(EXERCISE AIM):
Count the lines below that contain the word "rack" and give only the resulting number.

(Data extracted from a collection)
-------------------------

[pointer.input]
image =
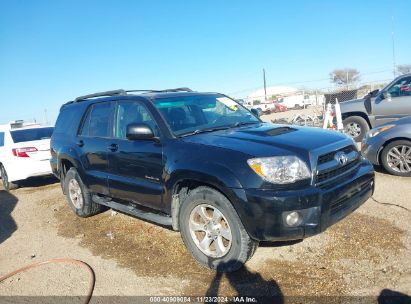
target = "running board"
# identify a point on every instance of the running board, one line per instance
(145, 215)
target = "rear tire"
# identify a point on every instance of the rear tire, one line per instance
(356, 127)
(79, 197)
(206, 211)
(396, 162)
(7, 185)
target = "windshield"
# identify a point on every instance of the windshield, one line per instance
(202, 112)
(31, 134)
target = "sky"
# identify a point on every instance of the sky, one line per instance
(53, 51)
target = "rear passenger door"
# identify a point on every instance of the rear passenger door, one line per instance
(93, 144)
(135, 166)
(397, 101)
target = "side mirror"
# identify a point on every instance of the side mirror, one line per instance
(255, 112)
(386, 96)
(139, 131)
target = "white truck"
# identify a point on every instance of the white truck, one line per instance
(263, 107)
(24, 152)
(296, 101)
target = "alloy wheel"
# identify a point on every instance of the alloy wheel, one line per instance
(399, 158)
(210, 230)
(353, 129)
(75, 194)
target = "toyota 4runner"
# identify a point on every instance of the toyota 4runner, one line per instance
(206, 166)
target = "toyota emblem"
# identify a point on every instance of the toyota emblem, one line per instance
(341, 157)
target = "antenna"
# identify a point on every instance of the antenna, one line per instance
(393, 47)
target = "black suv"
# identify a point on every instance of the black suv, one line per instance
(206, 166)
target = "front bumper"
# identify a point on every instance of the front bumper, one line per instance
(263, 212)
(371, 148)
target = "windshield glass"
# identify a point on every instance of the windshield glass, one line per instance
(202, 112)
(31, 134)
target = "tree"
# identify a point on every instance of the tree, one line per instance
(345, 76)
(404, 69)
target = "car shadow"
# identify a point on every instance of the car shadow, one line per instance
(247, 284)
(7, 224)
(38, 181)
(279, 243)
(388, 296)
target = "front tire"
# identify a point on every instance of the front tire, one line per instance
(7, 185)
(396, 158)
(213, 232)
(79, 197)
(356, 127)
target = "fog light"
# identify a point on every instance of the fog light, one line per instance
(293, 219)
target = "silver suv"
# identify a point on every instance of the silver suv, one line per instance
(378, 107)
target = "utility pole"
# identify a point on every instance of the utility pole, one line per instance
(346, 71)
(45, 117)
(393, 47)
(265, 87)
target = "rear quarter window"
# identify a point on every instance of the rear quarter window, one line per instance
(68, 120)
(31, 134)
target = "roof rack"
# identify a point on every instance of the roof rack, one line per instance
(124, 92)
(162, 91)
(101, 94)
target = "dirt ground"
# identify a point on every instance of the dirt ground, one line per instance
(366, 254)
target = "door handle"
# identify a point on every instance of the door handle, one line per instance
(113, 147)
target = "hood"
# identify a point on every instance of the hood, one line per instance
(353, 105)
(266, 139)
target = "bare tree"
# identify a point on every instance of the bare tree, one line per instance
(404, 69)
(345, 76)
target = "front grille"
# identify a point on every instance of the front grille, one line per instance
(330, 156)
(339, 171)
(329, 169)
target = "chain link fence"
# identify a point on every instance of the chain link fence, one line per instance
(308, 105)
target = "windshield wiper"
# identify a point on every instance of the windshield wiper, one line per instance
(198, 131)
(244, 123)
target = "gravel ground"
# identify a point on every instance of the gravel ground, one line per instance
(366, 254)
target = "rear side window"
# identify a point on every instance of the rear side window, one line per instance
(97, 121)
(67, 120)
(31, 134)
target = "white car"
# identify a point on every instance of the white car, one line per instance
(24, 152)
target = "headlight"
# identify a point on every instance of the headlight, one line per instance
(376, 131)
(280, 169)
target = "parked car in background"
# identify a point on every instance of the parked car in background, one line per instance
(378, 107)
(207, 167)
(24, 152)
(389, 145)
(279, 107)
(265, 107)
(295, 101)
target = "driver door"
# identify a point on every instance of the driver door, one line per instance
(394, 102)
(135, 166)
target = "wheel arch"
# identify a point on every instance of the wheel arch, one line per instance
(184, 185)
(379, 154)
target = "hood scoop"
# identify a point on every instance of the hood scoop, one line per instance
(271, 131)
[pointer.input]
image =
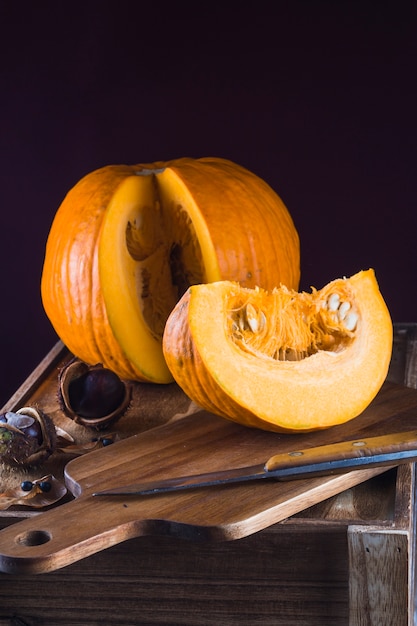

-------------------------

(WRITTEN SOLUTION):
2